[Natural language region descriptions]
BEGIN

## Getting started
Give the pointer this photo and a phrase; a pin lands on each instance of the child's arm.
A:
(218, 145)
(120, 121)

END

_What the exercise asks_
Write out every entry above, word for word.

_Response to this exercise_
## Getting started
Give the pointer this photo and a phrase; a pin lands on each instance of the child's arm.
A:
(218, 145)
(120, 121)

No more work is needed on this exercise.